• REQUIREMENT
Please decide whether each statement below agrees with the article on Ohio's SAFE Act, answering yes or no and quoting the words of the article that settle it. (a) Judge Michael Holbrook found that the SAFE Act does not violate the state constitution. (b) Franz's only issue with the SAFE Act is that it goes too far. (c) Dr. Quentin Van Meter is the current president of the American College of Pediatricians.

• TEXT PROVIDED
__________________________________________________
Ruling that the challengers' disapproval belongs in the arena of public opinion and not the courtroom, Franklin County Judge Michael Holbrook said the Save Adolescents from Experimentation (SAFE) Act – which keeps so-called "gender transitions" from taking place and prevents males from participating in female-specific athletic programs – does not violate the state constitution.
Jessica Franz of the Ohio Republican Party State Central Committee for Senate District 5 is "very excited that we have some protections in place for children" to prevent them from taking cross-sex hormones and undergoing so-called gender-transitioning surgeries.
Citing what she dealt with as a school board member in Bethel Township in Miami County, Franz says she has long been an advocate for the SAFE Act.
"As soon as I got elected to that board, I was faced with dealing with an issue where a male identifying as a female wanted to use the female bathrooms and locker room facilities," she accounts.
In that case, the superintendent unilaterally gave the individual permission to do so, without a vote from the school board, and it became a huge issue for the district. Muslims eventually filed a federal lawsuit over it.
"All that to say, I'm very familiar with the fight that is going on," Franz tells AFN.
After seeing how it affected the female students, she says her only issue with the SAFE Act is that it does not go far enough.
"We still don't really have anything in place legislatively that says males cannot use female bathrooms or locker room facilities and vice versa," she notes.
Franz firmly believes transgenderism is a mental illness and needs to be addressed as such. Instead, she laments that "we've got money-hungry doctors and medical lobbyists that are trying to take advantage of these children and making money off of their illness."
Surgeons declare the science is lacking
The American Society of Plastic Surgeons recently broke ranks with other major medical associations and renounced mutilative surgeries for children and adolescents who have gender dysphoria.
Dr. Quentin Van Meter, former president of the American College of Pediatricians, hopes this will help other organizations wake up.
"The politics have invaded, and … people who are essentially administrative staff take over and organize the organization so that physicians can practice … and not have to worry about admin. duties," he recently told Jody Hice. "As politics move in and money flows in and contributions flow in, the core administrators tend to take over and introduce [political] ideas as policy."
That, he says, is what happened with the Endocrine Society, with the American Academy of Pediatrics, and all of the groups that came forth with a rubber stamp of guidelines based off what they were told was the science.
The physicians at the American Society of Plastic Surgeons, however, have decided amongst themselves that based off what their own research, the science is, in Dr. Van Meter's words, "blatantly not there to support removing healthy organs and trying to transform a body to the appearance of the opposite sex from the biological sex."
"They just stood up and said, 'There's no science; we're not going to endorse this anymore,'" he relayed.
Speaking as a longtime pediatrician, Dr. Van Meter would especially like to see the American Academy of Pediatrics change course and acknowledge that experimental, mutilative surgeries on children are not based on fact, but "on hopes and whims."
__________________________________________________
• DATA FOR REVIEW
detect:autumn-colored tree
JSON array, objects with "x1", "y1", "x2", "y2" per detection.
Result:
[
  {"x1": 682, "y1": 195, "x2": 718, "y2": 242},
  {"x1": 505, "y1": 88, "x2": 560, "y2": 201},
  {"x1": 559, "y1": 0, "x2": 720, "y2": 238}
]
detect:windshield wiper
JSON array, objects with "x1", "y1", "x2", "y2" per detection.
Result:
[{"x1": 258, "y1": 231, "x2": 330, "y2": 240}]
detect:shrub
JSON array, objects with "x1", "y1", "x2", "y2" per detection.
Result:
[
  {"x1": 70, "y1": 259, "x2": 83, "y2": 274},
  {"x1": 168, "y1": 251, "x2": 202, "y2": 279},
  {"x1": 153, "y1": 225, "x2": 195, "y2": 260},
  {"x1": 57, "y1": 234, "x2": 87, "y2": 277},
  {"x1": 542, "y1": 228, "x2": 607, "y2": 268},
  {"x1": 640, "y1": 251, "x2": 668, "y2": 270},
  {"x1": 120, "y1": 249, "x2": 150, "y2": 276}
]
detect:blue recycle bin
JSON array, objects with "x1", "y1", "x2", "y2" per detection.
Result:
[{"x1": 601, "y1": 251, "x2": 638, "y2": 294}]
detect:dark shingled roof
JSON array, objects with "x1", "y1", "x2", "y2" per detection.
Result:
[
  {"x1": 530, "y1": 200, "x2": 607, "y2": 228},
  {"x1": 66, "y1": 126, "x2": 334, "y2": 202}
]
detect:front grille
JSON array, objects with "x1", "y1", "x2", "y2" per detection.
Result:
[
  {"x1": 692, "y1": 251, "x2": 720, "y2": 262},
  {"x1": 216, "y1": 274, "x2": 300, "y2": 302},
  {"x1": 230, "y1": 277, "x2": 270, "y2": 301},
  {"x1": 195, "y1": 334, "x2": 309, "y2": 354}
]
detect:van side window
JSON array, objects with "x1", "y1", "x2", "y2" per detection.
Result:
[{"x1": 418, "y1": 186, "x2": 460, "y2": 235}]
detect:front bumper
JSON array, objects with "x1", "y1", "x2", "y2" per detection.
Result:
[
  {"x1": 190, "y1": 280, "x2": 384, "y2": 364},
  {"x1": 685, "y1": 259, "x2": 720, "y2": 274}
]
__________________________________________________
• FINISHED TASK
(a) Yes: "does not violate the state constitution."
(b) No: "her only issue with the SAFE Act is that it does not go far enough."
(c) No: "former president of the American College of Pediatricians"